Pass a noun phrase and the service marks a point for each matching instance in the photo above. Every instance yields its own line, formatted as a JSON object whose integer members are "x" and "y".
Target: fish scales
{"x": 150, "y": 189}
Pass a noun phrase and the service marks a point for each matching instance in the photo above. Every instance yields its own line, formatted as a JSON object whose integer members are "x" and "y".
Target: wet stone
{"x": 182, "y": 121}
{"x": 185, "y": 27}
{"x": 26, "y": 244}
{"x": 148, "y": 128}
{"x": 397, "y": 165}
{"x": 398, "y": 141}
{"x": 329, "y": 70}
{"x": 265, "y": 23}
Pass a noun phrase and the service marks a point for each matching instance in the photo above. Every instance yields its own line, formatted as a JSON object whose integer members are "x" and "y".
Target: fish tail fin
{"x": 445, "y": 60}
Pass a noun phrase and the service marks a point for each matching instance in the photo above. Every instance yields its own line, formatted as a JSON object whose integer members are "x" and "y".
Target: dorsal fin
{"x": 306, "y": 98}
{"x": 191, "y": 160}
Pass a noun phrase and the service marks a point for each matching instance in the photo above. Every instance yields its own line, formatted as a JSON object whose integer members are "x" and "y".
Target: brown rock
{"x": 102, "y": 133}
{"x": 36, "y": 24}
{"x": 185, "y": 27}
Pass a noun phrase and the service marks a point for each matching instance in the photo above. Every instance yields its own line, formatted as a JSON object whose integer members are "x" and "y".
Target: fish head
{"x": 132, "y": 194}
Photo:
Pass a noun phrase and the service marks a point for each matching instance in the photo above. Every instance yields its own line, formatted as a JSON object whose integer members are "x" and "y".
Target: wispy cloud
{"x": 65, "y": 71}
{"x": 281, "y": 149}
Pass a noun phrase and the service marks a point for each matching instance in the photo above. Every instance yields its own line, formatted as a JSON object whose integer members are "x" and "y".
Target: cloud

--- DO THIS ---
Exactly as written above, please repeat the entries.

--- EXERCISE OUTPUT ---
Pass a noun phrase and the service marks a point for each matching instance in the photo above. Every instance yields its own line, formatted as a JSON object whose integer members are "x" and "y".
Target: fish scales
{"x": 150, "y": 189}
Pass a noun phrase and the service marks a point for each matching instance in the photo above. Every instance yields its own line, formatted as a JSON object whose integer members are "x" and "y".
Target: wet stone
{"x": 182, "y": 121}
{"x": 185, "y": 27}
{"x": 26, "y": 244}
{"x": 148, "y": 128}
{"x": 397, "y": 165}
{"x": 398, "y": 141}
{"x": 329, "y": 70}
{"x": 265, "y": 23}
Pass a noun phrase and the service marks a point for each matching instance in the photo above. Every instance yields its own line, formatted as a JSON object whose integer members are "x" and "y".
Target: fish tail fin
{"x": 445, "y": 60}
Pass a noun phrase and the service marks a point for each matching instance in the photo above. Every instance yields its own line, formatted as a JSON object whose integer members are "x" and "y".
Target: dorsal fin
{"x": 306, "y": 98}
{"x": 191, "y": 160}
Pass a noun phrase and the service marks a point for each matching instance in the photo above. Every instance yields its own line, formatted as a JSON object whose integer members are "x" and "y".
Target: brown rock
{"x": 102, "y": 133}
{"x": 36, "y": 24}
{"x": 185, "y": 27}
Pass a noun phrase and the service marks a point for each matching instance in the photo above. Every instance yields its own line, formatted as a JSON object whose integer members are "x" and "y".
Target: fish head
{"x": 132, "y": 194}
Photo:
Pass a noun phrase and the service marks a point for each matching instance in the photo above. Every instance yields its own line, formatted as a JSON object whose integer members are "x" and "y".
Target: wispy cloud
{"x": 65, "y": 71}
{"x": 281, "y": 149}
Pass a noun phrase and the service marks a point for each matching instance in the photo above. Every instance yields its own line, formatted as a JSON object whose integer members are "x" and "y".
Target: cloud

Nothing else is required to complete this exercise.